--- Item yang Ditampilkan ---
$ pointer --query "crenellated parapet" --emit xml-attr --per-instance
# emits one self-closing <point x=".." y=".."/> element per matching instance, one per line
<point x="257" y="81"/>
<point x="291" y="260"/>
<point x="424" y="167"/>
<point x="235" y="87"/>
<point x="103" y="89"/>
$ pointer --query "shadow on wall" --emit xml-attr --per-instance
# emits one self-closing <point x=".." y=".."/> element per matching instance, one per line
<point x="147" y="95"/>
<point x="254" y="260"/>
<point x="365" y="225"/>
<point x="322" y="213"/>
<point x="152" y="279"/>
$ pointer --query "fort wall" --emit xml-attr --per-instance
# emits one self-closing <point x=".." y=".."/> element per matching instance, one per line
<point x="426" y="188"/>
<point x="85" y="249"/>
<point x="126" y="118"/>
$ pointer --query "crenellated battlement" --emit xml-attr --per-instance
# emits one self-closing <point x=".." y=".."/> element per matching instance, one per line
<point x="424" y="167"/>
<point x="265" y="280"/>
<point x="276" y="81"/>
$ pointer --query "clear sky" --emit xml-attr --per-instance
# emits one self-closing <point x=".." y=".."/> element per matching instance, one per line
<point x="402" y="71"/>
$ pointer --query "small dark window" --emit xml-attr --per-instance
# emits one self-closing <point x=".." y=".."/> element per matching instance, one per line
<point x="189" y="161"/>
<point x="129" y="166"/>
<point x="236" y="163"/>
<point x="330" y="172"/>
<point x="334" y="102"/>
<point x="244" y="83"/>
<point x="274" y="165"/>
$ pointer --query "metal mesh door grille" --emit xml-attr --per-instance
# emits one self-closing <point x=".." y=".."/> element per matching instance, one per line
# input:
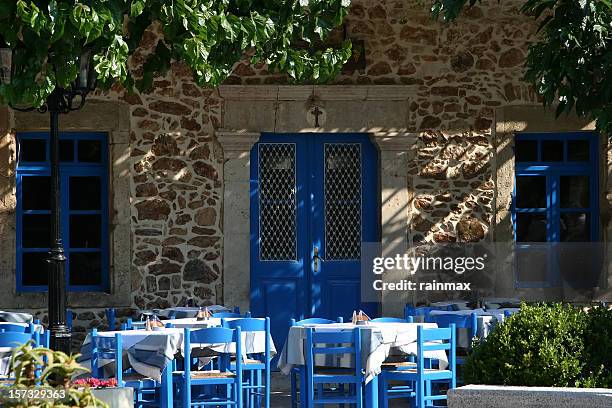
<point x="277" y="202"/>
<point x="342" y="201"/>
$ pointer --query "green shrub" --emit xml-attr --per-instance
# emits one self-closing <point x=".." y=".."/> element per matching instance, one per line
<point x="598" y="348"/>
<point x="541" y="345"/>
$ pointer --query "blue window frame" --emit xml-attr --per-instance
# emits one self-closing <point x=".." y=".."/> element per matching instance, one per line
<point x="555" y="200"/>
<point x="84" y="206"/>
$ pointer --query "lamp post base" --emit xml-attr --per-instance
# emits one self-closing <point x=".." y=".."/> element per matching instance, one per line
<point x="61" y="338"/>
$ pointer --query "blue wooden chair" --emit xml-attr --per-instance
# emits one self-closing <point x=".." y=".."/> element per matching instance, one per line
<point x="16" y="328"/>
<point x="256" y="365"/>
<point x="420" y="312"/>
<point x="300" y="369"/>
<point x="229" y="315"/>
<point x="230" y="379"/>
<point x="421" y="377"/>
<point x="111" y="348"/>
<point x="14" y="339"/>
<point x="390" y="320"/>
<point x="334" y="343"/>
<point x="110" y="318"/>
<point x="467" y="322"/>
<point x="69" y="318"/>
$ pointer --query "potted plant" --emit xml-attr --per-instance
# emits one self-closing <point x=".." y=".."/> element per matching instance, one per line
<point x="107" y="390"/>
<point x="42" y="379"/>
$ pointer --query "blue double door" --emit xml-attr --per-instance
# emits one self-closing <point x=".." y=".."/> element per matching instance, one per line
<point x="314" y="200"/>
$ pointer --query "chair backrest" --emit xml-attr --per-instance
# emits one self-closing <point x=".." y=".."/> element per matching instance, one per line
<point x="389" y="320"/>
<point x="314" y="320"/>
<point x="14" y="339"/>
<point x="108" y="348"/>
<point x="247" y="324"/>
<point x="335" y="343"/>
<point x="251" y="324"/>
<point x="437" y="339"/>
<point x="225" y="315"/>
<point x="69" y="318"/>
<point x="128" y="325"/>
<point x="214" y="335"/>
<point x="110" y="318"/>
<point x="16" y="328"/>
<point x="411" y="310"/>
<point x="469" y="322"/>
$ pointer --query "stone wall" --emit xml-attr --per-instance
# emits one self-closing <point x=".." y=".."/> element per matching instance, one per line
<point x="460" y="73"/>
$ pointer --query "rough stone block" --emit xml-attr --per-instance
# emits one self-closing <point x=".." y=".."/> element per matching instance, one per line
<point x="493" y="396"/>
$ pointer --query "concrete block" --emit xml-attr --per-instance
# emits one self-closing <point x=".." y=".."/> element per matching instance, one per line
<point x="496" y="396"/>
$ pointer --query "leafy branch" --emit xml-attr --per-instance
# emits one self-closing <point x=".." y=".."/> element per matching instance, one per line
<point x="211" y="36"/>
<point x="570" y="65"/>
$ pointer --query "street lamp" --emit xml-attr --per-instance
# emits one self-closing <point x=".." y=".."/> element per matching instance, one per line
<point x="61" y="100"/>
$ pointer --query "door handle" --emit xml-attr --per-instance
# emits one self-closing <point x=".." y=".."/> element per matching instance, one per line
<point x="316" y="259"/>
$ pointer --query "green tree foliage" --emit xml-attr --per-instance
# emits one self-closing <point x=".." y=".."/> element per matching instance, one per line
<point x="556" y="345"/>
<point x="210" y="36"/>
<point x="570" y="63"/>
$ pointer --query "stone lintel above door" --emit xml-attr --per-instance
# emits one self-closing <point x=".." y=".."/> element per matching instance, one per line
<point x="381" y="111"/>
<point x="350" y="108"/>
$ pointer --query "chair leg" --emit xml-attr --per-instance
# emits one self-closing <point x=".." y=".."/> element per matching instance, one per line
<point x="260" y="390"/>
<point x="421" y="394"/>
<point x="359" y="394"/>
<point x="294" y="402"/>
<point x="303" y="401"/>
<point x="252" y="390"/>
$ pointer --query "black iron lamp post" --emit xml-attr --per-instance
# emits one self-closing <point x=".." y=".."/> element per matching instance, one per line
<point x="61" y="100"/>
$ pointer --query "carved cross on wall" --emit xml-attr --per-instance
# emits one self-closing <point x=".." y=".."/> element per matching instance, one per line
<point x="316" y="111"/>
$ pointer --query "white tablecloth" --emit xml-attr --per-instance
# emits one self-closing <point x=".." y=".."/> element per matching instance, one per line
<point x="377" y="340"/>
<point x="148" y="352"/>
<point x="5" y="352"/>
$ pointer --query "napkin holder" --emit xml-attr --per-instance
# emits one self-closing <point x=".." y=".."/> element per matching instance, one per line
<point x="204" y="314"/>
<point x="153" y="323"/>
<point x="360" y="318"/>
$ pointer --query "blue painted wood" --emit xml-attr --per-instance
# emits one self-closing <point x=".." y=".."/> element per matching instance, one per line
<point x="111" y="348"/>
<point x="278" y="288"/>
<point x="427" y="340"/>
<point x="286" y="290"/>
<point x="110" y="318"/>
<point x="14" y="339"/>
<point x="216" y="335"/>
<point x="341" y="279"/>
<point x="553" y="171"/>
<point x="317" y="343"/>
<point x="300" y="369"/>
<point x="389" y="320"/>
<point x="15" y="328"/>
<point x="67" y="169"/>
<point x="255" y="370"/>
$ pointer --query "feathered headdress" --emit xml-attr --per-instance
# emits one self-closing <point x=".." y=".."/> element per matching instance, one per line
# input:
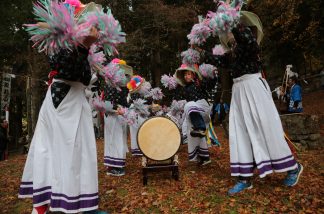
<point x="115" y="73"/>
<point x="169" y="82"/>
<point x="208" y="71"/>
<point x="190" y="57"/>
<point x="56" y="27"/>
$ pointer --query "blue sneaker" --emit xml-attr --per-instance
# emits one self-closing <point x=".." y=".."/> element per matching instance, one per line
<point x="293" y="176"/>
<point x="239" y="187"/>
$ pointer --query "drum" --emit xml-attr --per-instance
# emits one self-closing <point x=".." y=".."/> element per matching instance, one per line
<point x="159" y="138"/>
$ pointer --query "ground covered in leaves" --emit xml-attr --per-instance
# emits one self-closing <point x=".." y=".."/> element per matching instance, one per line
<point x="199" y="190"/>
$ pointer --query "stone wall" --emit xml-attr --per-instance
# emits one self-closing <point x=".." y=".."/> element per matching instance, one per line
<point x="304" y="130"/>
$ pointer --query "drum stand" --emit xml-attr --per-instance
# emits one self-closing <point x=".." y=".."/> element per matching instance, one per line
<point x="169" y="165"/>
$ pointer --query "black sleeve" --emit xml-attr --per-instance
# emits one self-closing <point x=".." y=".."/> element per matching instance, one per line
<point x="245" y="40"/>
<point x="218" y="61"/>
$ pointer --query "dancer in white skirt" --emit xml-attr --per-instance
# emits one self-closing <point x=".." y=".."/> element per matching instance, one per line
<point x="115" y="132"/>
<point x="255" y="131"/>
<point x="61" y="168"/>
<point x="196" y="111"/>
<point x="138" y="90"/>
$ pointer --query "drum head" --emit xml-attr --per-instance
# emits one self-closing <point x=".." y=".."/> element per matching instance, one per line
<point x="159" y="138"/>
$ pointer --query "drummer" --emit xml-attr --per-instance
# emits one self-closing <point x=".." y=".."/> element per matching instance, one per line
<point x="141" y="99"/>
<point x="115" y="127"/>
<point x="196" y="110"/>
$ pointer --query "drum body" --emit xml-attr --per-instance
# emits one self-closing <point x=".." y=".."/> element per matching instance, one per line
<point x="159" y="138"/>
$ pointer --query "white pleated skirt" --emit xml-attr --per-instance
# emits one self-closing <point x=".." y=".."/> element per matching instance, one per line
<point x="61" y="167"/>
<point x="115" y="134"/>
<point x="256" y="135"/>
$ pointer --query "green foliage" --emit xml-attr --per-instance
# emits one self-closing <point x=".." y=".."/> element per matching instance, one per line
<point x="13" y="39"/>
---
■ Soal ■
Ambil dari item di atas setiap baris yang memuat kata "wall".

■ Jawaban Latihan ■
$ pointer --query "shadow on wall" --emit xml-attr --per-instance
$ pointer --query "fort wall" --emit xml-attr --per-instance
$ pointer --query "stone wall" --emit xml-attr --per-instance
$ pointer --query "carved cross on wall" --emit xml-attr --per-instance
$ pointer --query "stone wall" --emit xml-attr --per-instance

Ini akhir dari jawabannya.